§ Required task 1
Could you retype the records starting at the line that contains "of the smiley" and ending at the line that contains "point(1042, 204)", both of those lines included, without changing anything?

§ Quoted text
──────

# Disgruntled Tiel in a Sweater



## moonchild (Jul 29, 2012)

Mom...I am SO not okay with this. And no scritches do not make it better! Okay, maybe a_ little_ better.





This was my first attempt at a sock sweater for Dolce. She absolutely hates it, but I'm hoping she'll get used to it in time. I'm not satisfied with the fit so I'll be making a new one tomorrow. Still, you have to admit...it's pretty cute.

For those unaware, Dolce is a plucker.


----------



## Mezza (Feb 19, 2013)

Hahaha! Though she's unimpressed she still looks pretty **** cute!!!!


----------



## ollieandme (Mar 25, 2013)

aaahhh it's adorable!! come on Dolce, admit you look stunning 

note to others: if you want a white cockatiel, just put them in a sock


----------



## Vickitiel (Oct 10, 2012)

She looks stunning! It really suits her, I hope she grows to like it.


----------



## urbandecayno5 (Oct 24, 2012)

Will she be getting a Christmas sweater in December?


----------



## Haimovfids (Sep 19, 2012)

That's a great idea! 
I hope she stops plucking. She is ADORABLE


----------



## .Alexandra. (Sep 11, 2012)

──────

Part of a data file
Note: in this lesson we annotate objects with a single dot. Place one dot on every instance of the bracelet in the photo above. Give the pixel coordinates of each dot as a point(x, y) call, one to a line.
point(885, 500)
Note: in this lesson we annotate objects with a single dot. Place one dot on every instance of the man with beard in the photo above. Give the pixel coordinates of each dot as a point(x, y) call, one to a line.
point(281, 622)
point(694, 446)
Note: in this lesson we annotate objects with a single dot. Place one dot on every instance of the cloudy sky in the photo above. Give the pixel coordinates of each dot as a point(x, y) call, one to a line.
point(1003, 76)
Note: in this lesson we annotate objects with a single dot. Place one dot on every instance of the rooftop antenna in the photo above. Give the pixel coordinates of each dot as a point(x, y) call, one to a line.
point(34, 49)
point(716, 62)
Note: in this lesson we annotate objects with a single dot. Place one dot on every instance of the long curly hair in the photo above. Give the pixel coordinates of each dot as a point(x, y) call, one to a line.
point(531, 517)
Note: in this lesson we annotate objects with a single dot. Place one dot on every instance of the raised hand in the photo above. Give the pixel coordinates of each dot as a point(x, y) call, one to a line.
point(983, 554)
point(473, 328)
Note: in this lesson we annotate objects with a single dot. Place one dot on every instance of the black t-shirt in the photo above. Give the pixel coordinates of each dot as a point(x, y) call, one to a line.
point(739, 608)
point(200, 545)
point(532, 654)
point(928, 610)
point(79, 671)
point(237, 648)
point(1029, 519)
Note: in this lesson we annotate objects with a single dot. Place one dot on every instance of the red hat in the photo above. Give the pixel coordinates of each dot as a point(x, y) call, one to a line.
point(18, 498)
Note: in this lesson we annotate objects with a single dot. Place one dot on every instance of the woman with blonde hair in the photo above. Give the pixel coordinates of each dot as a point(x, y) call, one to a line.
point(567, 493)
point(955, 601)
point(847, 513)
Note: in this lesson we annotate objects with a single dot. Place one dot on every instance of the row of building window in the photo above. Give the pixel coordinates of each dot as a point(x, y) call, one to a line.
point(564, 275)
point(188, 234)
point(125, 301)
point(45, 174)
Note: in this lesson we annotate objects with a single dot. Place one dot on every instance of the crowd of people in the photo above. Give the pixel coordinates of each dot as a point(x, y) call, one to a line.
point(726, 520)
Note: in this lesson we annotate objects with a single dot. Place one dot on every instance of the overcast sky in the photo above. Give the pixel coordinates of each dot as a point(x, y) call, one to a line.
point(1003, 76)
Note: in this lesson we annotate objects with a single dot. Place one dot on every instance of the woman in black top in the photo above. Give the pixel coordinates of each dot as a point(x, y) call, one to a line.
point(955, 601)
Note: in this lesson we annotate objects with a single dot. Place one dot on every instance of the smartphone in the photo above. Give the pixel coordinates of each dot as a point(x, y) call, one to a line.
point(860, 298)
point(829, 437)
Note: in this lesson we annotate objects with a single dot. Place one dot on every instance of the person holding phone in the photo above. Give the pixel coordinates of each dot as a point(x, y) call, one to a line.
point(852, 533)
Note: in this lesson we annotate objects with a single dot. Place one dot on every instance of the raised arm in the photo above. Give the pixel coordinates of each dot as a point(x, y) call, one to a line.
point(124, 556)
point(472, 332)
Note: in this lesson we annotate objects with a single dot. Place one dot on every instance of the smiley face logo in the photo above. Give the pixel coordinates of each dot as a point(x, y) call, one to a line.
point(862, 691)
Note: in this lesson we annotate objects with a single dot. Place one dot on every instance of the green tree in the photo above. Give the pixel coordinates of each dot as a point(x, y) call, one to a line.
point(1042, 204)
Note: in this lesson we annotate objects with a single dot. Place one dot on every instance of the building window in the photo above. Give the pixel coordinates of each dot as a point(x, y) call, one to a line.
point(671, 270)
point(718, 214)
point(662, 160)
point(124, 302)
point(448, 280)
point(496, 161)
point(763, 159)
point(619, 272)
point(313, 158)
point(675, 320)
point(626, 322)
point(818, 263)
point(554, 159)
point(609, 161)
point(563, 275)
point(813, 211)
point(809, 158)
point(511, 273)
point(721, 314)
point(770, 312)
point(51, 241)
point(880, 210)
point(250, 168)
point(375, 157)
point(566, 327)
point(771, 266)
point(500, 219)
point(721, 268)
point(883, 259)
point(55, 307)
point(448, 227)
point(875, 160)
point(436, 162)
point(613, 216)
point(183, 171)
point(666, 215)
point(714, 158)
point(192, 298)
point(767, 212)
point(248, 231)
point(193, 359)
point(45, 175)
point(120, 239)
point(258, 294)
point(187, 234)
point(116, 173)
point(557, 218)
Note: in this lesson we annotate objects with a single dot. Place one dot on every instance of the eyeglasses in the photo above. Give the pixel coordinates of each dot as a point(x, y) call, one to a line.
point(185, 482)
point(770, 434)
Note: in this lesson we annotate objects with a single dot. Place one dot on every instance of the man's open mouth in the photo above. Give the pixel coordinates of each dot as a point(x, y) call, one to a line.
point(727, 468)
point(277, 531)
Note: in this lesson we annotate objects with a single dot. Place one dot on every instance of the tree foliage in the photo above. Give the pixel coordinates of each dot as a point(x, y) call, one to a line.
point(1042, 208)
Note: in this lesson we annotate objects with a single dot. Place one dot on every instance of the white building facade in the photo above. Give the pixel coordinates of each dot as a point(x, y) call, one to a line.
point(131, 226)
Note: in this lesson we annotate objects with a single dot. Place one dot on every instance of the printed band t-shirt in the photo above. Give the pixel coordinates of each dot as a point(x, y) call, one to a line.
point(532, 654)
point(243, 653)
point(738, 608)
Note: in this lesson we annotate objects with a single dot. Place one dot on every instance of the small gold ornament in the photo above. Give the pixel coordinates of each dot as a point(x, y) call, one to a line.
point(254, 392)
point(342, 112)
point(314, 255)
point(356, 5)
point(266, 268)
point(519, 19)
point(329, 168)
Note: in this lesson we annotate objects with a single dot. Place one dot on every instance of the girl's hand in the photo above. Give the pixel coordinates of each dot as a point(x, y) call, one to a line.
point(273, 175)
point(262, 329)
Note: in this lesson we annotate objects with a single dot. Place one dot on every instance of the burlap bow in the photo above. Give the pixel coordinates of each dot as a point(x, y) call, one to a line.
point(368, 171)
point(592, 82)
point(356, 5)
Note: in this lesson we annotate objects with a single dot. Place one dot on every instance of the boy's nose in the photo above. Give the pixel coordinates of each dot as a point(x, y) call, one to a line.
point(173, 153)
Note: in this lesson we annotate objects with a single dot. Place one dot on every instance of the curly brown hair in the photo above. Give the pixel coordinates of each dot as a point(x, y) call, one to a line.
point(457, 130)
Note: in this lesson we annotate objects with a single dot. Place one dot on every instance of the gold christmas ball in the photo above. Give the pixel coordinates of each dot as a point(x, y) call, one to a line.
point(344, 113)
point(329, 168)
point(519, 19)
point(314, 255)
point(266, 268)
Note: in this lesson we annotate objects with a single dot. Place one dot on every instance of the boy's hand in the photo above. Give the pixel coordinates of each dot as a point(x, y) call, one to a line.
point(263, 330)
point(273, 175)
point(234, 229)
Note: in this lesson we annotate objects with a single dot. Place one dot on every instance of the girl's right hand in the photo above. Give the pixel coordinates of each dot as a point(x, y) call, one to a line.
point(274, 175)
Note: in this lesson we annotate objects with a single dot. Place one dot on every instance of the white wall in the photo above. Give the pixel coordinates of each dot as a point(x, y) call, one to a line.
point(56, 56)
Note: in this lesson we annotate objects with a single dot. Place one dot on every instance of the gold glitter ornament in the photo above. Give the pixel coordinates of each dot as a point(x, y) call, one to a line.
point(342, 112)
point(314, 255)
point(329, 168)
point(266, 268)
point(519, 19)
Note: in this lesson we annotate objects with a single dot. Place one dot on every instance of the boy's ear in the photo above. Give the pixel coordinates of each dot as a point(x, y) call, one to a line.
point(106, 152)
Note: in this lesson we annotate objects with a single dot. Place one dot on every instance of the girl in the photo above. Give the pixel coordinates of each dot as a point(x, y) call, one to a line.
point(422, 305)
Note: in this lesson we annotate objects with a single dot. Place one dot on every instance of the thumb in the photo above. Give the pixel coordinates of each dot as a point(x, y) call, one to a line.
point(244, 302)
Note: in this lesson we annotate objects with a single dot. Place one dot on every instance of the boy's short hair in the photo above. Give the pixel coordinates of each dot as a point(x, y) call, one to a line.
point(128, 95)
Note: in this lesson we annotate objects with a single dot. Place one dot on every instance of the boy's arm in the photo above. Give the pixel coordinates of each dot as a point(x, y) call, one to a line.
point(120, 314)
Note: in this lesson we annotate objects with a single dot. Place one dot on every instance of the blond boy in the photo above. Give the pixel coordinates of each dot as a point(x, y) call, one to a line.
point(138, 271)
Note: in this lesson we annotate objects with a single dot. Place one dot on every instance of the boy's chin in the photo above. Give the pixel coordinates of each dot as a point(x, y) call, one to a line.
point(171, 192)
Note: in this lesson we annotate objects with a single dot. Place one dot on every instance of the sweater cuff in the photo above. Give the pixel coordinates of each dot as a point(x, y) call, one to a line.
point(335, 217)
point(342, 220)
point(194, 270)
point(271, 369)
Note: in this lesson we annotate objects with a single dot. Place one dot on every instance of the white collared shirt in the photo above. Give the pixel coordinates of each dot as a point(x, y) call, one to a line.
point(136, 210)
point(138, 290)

──────

§ Required task 2
Can you extend the forum thread about Dolce's sock sweater from the point where it stops?

§ Output 1
Note: in this lesson we annotate objects with a single dot. Place one dot on every instance of the smiley face logo in the photo above. Give the pixel coordinates of each dot as a point(x, y) call, one to a line.
point(862, 691)
Note: in this lesson we annotate objects with a single dot. Place one dot on every instance of the green tree in the photo above. Give the pixel coordinates of each dot as a point(x, y) call, one to a line.
point(1042, 204)

§ Output 2
Aww she does look cute in it! Hope it helps with her feathers growing back


----------



## eduardo (Jan 27, 2012)

I hope she gets used to it, she looks very cute! I should get one for Candy, LOL


----------



## CaliTiels (Oct 18, 2012)

Get her a little pumpkin sock for Halloween!


----------



## Tequilagirl (Mar 4, 2013)

I can't tell you how much I've been looking forward to these photos since you posted the link! Hah, she looks so cute!


----------



## Anna-marie (Jul 30, 2013)

awww bless she looks so sweet, hope she gets used to it soon


----------



## moonchild (Jul 29, 2012)

It's too big and I made it wrong. Off to go buy new socks...stay tuned for an update.


----------



## sunnysmom (Sep 23, 2011)

Too cute. I always say I wish I could dress Sunny up! ; )


----------



## BirdyBuddy (Oct 4, 2013)

LOL, it does look a little tight but **** cute!


----------



## scootergirl762 (Aug 27, 2013)

Oh my, she looks so cute! I know that's probably the last thing she wants, but hopefully it will help with the plucking. Good Luck! Can't wait to see the next one you make her.


----------



## ccollin13 (May 24, 2013)

Tequilagirl said:


> I can't tell you how much I've been looking forward to these photos since you posted the link! Hah, she looks so cute!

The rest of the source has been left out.